Excerpt from a data file
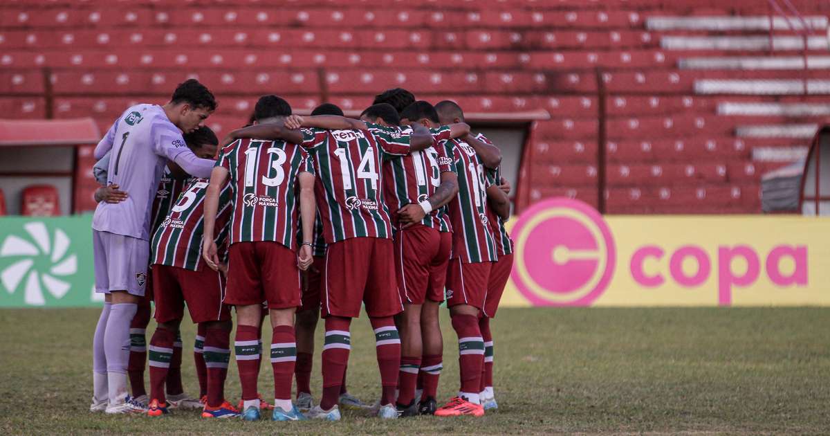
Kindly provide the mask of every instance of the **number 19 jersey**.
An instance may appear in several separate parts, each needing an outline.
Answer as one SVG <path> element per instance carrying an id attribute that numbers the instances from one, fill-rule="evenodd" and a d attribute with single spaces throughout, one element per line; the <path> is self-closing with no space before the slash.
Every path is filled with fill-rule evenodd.
<path id="1" fill-rule="evenodd" d="M 238 140 L 222 149 L 233 213 L 230 243 L 271 241 L 296 248 L 301 172 L 315 173 L 309 154 L 285 141 Z"/>
<path id="2" fill-rule="evenodd" d="M 392 238 L 381 162 L 409 153 L 409 135 L 369 125 L 367 130 L 303 129 L 303 147 L 317 171 L 315 189 L 323 234 L 331 244 L 350 238 Z"/>
<path id="3" fill-rule="evenodd" d="M 443 142 L 458 174 L 458 195 L 450 202 L 452 255 L 464 263 L 496 262 L 498 256 L 487 217 L 487 179 L 475 149 L 460 140 Z"/>

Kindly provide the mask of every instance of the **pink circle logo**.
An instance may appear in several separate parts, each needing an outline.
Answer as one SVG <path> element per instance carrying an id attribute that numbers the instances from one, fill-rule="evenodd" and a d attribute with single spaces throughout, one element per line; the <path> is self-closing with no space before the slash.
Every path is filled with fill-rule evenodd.
<path id="1" fill-rule="evenodd" d="M 535 306 L 588 306 L 611 282 L 616 264 L 611 230 L 581 201 L 537 203 L 521 214 L 512 233 L 510 277 Z"/>

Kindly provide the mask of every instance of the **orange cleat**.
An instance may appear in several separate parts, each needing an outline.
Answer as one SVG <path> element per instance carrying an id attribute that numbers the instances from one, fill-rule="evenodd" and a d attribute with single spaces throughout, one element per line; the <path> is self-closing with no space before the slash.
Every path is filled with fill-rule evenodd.
<path id="1" fill-rule="evenodd" d="M 484 407 L 474 404 L 463 398 L 454 397 L 443 407 L 435 411 L 435 416 L 484 416 Z"/>
<path id="2" fill-rule="evenodd" d="M 156 399 L 153 399 L 147 406 L 147 416 L 163 416 L 168 413 L 167 403 L 161 403 Z"/>

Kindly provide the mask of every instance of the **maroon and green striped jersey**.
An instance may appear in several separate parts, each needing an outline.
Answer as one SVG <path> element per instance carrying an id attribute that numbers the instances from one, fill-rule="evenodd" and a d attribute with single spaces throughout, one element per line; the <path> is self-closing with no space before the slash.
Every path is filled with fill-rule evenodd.
<path id="1" fill-rule="evenodd" d="M 223 148 L 216 165 L 230 179 L 231 243 L 271 241 L 296 249 L 297 177 L 315 172 L 308 152 L 281 140 L 242 139 Z"/>
<path id="2" fill-rule="evenodd" d="M 452 255 L 465 263 L 496 262 L 496 242 L 487 217 L 487 179 L 476 149 L 461 140 L 443 142 L 458 174 L 458 195 L 450 202 Z"/>
<path id="3" fill-rule="evenodd" d="M 192 271 L 203 267 L 202 235 L 204 234 L 204 199 L 208 179 L 191 179 L 170 213 L 153 233 L 150 265 L 167 265 Z M 225 184 L 219 194 L 213 238 L 218 252 L 227 251 L 231 218 L 231 185 Z M 220 255 L 221 256 L 221 255 Z"/>
<path id="4" fill-rule="evenodd" d="M 392 238 L 383 203 L 381 163 L 409 153 L 409 135 L 399 129 L 303 129 L 317 172 L 315 193 L 326 243 L 350 238 Z"/>
<path id="5" fill-rule="evenodd" d="M 452 160 L 447 159 L 441 141 L 450 139 L 449 126 L 443 125 L 430 130 L 433 145 L 423 151 L 413 151 L 406 156 L 383 162 L 384 199 L 389 208 L 392 224 L 398 224 L 398 211 L 407 204 L 426 200 L 441 184 L 441 173 L 455 171 Z M 411 134 L 411 129 L 403 130 Z M 452 227 L 447 216 L 447 208 L 434 209 L 421 221 L 421 224 L 439 232 L 452 232 Z"/>
<path id="6" fill-rule="evenodd" d="M 170 174 L 170 170 L 165 166 L 164 174 L 159 181 L 159 188 L 156 189 L 156 195 L 153 198 L 153 208 L 150 212 L 150 233 L 155 232 L 156 228 L 161 225 L 164 218 L 170 213 L 170 208 L 176 203 L 176 198 L 182 193 L 184 185 L 190 182 L 193 178 L 185 177 L 176 179 Z"/>
<path id="7" fill-rule="evenodd" d="M 476 139 L 490 145 L 493 144 L 481 133 L 476 135 Z M 501 165 L 496 167 L 496 169 L 486 168 L 485 171 L 489 184 L 501 184 Z M 493 208 L 487 208 L 487 220 L 490 223 L 490 230 L 493 233 L 493 239 L 496 242 L 496 254 L 501 257 L 513 252 L 513 240 L 510 239 L 510 236 L 507 234 L 507 230 L 505 228 L 505 220 L 496 213 Z"/>

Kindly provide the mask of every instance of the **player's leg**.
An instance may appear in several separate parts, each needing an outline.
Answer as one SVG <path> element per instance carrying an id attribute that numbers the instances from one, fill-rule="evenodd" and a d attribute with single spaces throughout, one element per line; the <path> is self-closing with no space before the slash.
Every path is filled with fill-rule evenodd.
<path id="1" fill-rule="evenodd" d="M 398 418 L 395 389 L 401 366 L 401 340 L 393 316 L 403 311 L 395 277 L 394 246 L 391 239 L 372 238 L 369 277 L 364 294 L 366 313 L 374 331 L 380 370 L 381 397 L 378 416 Z"/>
<path id="2" fill-rule="evenodd" d="M 320 314 L 325 319 L 323 344 L 323 394 L 310 418 L 339 420 L 340 388 L 351 349 L 351 319 L 360 314 L 369 274 L 369 238 L 353 238 L 329 245 L 320 287 Z"/>
<path id="3" fill-rule="evenodd" d="M 487 284 L 487 296 L 481 311 L 481 318 L 479 320 L 479 328 L 484 338 L 484 368 L 481 375 L 481 404 L 485 410 L 499 407 L 493 391 L 493 336 L 490 330 L 490 319 L 496 316 L 496 311 L 499 308 L 512 268 L 512 253 L 499 257 L 499 261 L 493 265 Z"/>
<path id="4" fill-rule="evenodd" d="M 147 241 L 105 232 L 107 278 L 112 306 L 104 333 L 109 404 L 107 413 L 135 409 L 128 404 L 127 363 L 129 357 L 129 324 L 144 294 L 149 244 Z"/>
<path id="5" fill-rule="evenodd" d="M 228 253 L 227 293 L 225 302 L 237 309 L 237 333 L 234 351 L 239 380 L 242 387 L 242 419 L 260 418 L 260 400 L 256 382 L 261 355 L 260 323 L 265 300 L 259 276 L 259 259 L 253 242 L 231 245 Z"/>
<path id="6" fill-rule="evenodd" d="M 303 274 L 302 306 L 296 314 L 295 335 L 297 340 L 297 361 L 294 375 L 297 382 L 296 404 L 300 410 L 314 405 L 311 396 L 311 365 L 314 360 L 314 334 L 320 319 L 320 287 L 325 260 L 314 259 L 309 271 Z"/>
<path id="7" fill-rule="evenodd" d="M 173 346 L 179 324 L 184 316 L 184 299 L 176 272 L 178 268 L 154 265 L 153 269 L 155 320 L 158 325 L 150 337 L 150 402 L 147 414 L 161 416 L 168 413 L 170 405 L 164 388 L 173 360 Z"/>
<path id="8" fill-rule="evenodd" d="M 436 410 L 436 416 L 484 414 L 479 396 L 484 365 L 484 340 L 478 326 L 478 316 L 484 305 L 491 263 L 464 263 L 458 258 L 450 261 L 447 304 L 450 306 L 452 329 L 458 336 L 461 389 L 458 397 Z"/>
<path id="9" fill-rule="evenodd" d="M 149 276 L 150 274 L 148 274 Z M 129 358 L 127 375 L 133 392 L 132 400 L 146 406 L 147 391 L 144 389 L 144 367 L 147 366 L 147 326 L 150 322 L 153 309 L 150 306 L 150 282 L 147 284 L 147 295 L 139 301 L 133 321 L 129 324 Z"/>
<path id="10" fill-rule="evenodd" d="M 434 414 L 437 409 L 438 380 L 443 369 L 444 339 L 439 324 L 439 308 L 444 301 L 447 267 L 452 250 L 452 233 L 442 233 L 440 241 L 438 252 L 430 263 L 429 286 L 421 309 L 421 336 L 423 341 L 423 355 L 418 372 L 422 389 L 418 403 L 418 413 L 421 414 Z"/>

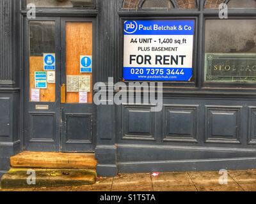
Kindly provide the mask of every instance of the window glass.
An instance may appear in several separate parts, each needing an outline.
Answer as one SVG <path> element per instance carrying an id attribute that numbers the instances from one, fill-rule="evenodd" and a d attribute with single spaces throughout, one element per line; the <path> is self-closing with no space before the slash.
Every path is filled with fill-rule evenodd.
<path id="1" fill-rule="evenodd" d="M 228 6 L 230 8 L 256 8 L 256 0 L 231 0 Z"/>
<path id="2" fill-rule="evenodd" d="M 55 22 L 30 22 L 29 60 L 31 102 L 55 102 L 54 57 Z M 45 59 L 48 61 L 45 62 Z M 45 63 L 49 65 L 47 68 Z"/>
<path id="3" fill-rule="evenodd" d="M 225 0 L 207 0 L 205 8 L 210 9 L 219 8 L 219 5 L 224 3 L 225 1 Z"/>
<path id="4" fill-rule="evenodd" d="M 225 0 L 207 0 L 205 8 L 218 8 L 220 4 L 225 2 Z M 230 0 L 227 5 L 228 8 L 256 8 L 256 0 Z"/>
<path id="5" fill-rule="evenodd" d="M 173 8 L 173 6 L 170 0 L 147 0 L 142 4 L 143 8 Z"/>
<path id="6" fill-rule="evenodd" d="M 256 20 L 206 20 L 206 81 L 256 82 L 255 25 Z"/>
<path id="7" fill-rule="evenodd" d="M 123 8 L 138 9 L 140 0 L 124 0 Z M 143 2 L 142 8 L 174 8 L 172 2 L 180 9 L 193 9 L 196 8 L 196 0 L 145 0 Z"/>
<path id="8" fill-rule="evenodd" d="M 95 0 L 27 0 L 38 8 L 94 7 Z"/>

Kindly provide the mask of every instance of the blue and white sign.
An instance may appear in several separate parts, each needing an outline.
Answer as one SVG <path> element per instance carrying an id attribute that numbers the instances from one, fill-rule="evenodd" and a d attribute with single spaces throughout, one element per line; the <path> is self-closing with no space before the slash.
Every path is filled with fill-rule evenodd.
<path id="1" fill-rule="evenodd" d="M 55 54 L 44 54 L 44 70 L 55 70 Z"/>
<path id="2" fill-rule="evenodd" d="M 35 82 L 36 89 L 47 89 L 47 73 L 46 71 L 35 71 Z"/>
<path id="3" fill-rule="evenodd" d="M 193 20 L 124 22 L 125 80 L 189 81 L 193 76 Z"/>
<path id="4" fill-rule="evenodd" d="M 80 72 L 92 73 L 92 57 L 88 55 L 80 56 Z"/>

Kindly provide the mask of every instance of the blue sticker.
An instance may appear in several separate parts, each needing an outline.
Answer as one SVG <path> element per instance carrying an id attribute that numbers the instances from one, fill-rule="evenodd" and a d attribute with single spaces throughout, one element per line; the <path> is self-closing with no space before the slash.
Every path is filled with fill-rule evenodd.
<path id="1" fill-rule="evenodd" d="M 92 56 L 80 56 L 80 72 L 92 73 Z"/>
<path id="2" fill-rule="evenodd" d="M 45 71 L 55 70 L 55 54 L 44 54 L 44 69 Z"/>

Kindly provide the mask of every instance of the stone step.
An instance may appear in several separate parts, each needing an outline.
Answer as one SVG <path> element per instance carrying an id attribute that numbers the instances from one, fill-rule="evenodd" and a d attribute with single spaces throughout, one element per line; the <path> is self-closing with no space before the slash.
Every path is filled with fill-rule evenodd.
<path id="1" fill-rule="evenodd" d="M 94 154 L 23 152 L 11 157 L 13 168 L 95 169 Z"/>
<path id="2" fill-rule="evenodd" d="M 31 170 L 35 171 L 35 173 L 31 173 Z M 34 175 L 35 177 L 33 177 Z M 29 184 L 29 182 L 32 182 L 34 180 L 35 184 Z M 80 186 L 93 184 L 96 180 L 96 171 L 92 169 L 12 168 L 3 176 L 1 188 L 4 189 Z"/>

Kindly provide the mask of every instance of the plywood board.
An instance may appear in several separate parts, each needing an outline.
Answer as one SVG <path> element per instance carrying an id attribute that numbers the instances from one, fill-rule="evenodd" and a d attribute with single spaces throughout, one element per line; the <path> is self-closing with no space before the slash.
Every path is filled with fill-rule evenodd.
<path id="1" fill-rule="evenodd" d="M 66 75 L 91 77 L 88 102 L 92 103 L 92 74 L 80 73 L 80 56 L 92 55 L 92 23 L 67 22 L 66 24 Z M 79 103 L 78 92 L 67 92 L 67 103 Z"/>

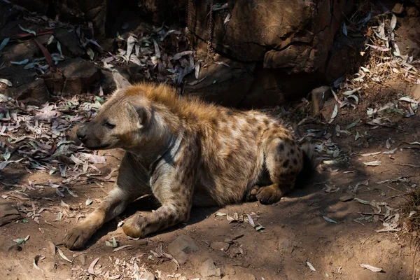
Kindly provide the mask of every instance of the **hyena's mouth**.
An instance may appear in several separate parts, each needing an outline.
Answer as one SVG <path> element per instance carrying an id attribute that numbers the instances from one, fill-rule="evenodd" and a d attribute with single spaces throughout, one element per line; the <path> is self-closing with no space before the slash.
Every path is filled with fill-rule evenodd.
<path id="1" fill-rule="evenodd" d="M 111 145 L 105 144 L 105 145 L 88 145 L 83 143 L 83 146 L 85 148 L 88 148 L 89 150 L 106 150 L 109 148 Z"/>

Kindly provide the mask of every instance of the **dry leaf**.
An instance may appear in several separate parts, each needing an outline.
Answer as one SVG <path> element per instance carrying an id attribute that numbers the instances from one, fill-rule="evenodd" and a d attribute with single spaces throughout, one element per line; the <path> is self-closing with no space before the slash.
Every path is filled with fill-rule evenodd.
<path id="1" fill-rule="evenodd" d="M 372 265 L 369 265 L 360 264 L 360 267 L 365 268 L 367 270 L 369 270 L 370 271 L 372 271 L 374 272 L 380 272 L 382 271 L 382 268 L 372 267 Z"/>
<path id="2" fill-rule="evenodd" d="M 373 162 L 363 162 L 363 164 L 366 165 L 366 166 L 379 166 L 382 164 L 382 162 L 379 161 L 379 160 L 375 160 Z"/>
<path id="3" fill-rule="evenodd" d="M 311 264 L 311 262 L 307 262 L 307 265 L 308 267 L 309 267 L 309 269 L 312 271 L 316 271 L 316 270 L 315 270 L 315 267 L 314 267 L 314 266 Z"/>
<path id="4" fill-rule="evenodd" d="M 96 265 L 98 260 L 99 260 L 99 258 L 101 258 L 101 257 L 97 258 L 94 260 L 93 260 L 93 262 L 92 262 L 90 263 L 90 265 L 89 265 L 88 272 L 90 273 L 91 274 L 94 274 L 94 266 Z"/>

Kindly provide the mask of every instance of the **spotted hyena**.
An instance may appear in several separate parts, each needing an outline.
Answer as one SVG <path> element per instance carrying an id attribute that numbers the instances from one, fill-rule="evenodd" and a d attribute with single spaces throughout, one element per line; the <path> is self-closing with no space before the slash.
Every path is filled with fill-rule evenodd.
<path id="1" fill-rule="evenodd" d="M 70 248 L 83 247 L 143 195 L 152 193 L 161 205 L 125 220 L 122 229 L 132 237 L 186 221 L 193 205 L 276 202 L 314 167 L 309 146 L 300 147 L 278 120 L 179 97 L 162 85 L 117 91 L 77 136 L 90 149 L 125 154 L 113 189 L 66 234 Z"/>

**EXERCISE DESCRIPTION**
Convert the part of the records above that begins with the line containing "Kindly provide the mask of every instance of the **orange" and ends with the line containing "156 399 L 153" into a numbered list, including both of those lines and omitting any blank lines.

**RESPONSE TO THE TASK**
1. Kindly provide the mask of every instance of the **orange cleat**.
2. An instance may appear in several separate parts, each needing an outline.
3. Answer as one SVG <path> element per instance carrying an id attribute that numbers the instances from one, fill-rule="evenodd" and a d attribute with single spaces throughout, one element per line; the <path> is self-closing with no space before the slash.
4. Every path is filled with fill-rule evenodd.
5. <path id="1" fill-rule="evenodd" d="M 484 407 L 474 404 L 463 398 L 454 397 L 443 407 L 435 411 L 435 416 L 484 416 Z"/>
6. <path id="2" fill-rule="evenodd" d="M 156 399 L 153 399 L 147 406 L 147 416 L 163 416 L 168 413 L 167 403 L 161 403 Z"/>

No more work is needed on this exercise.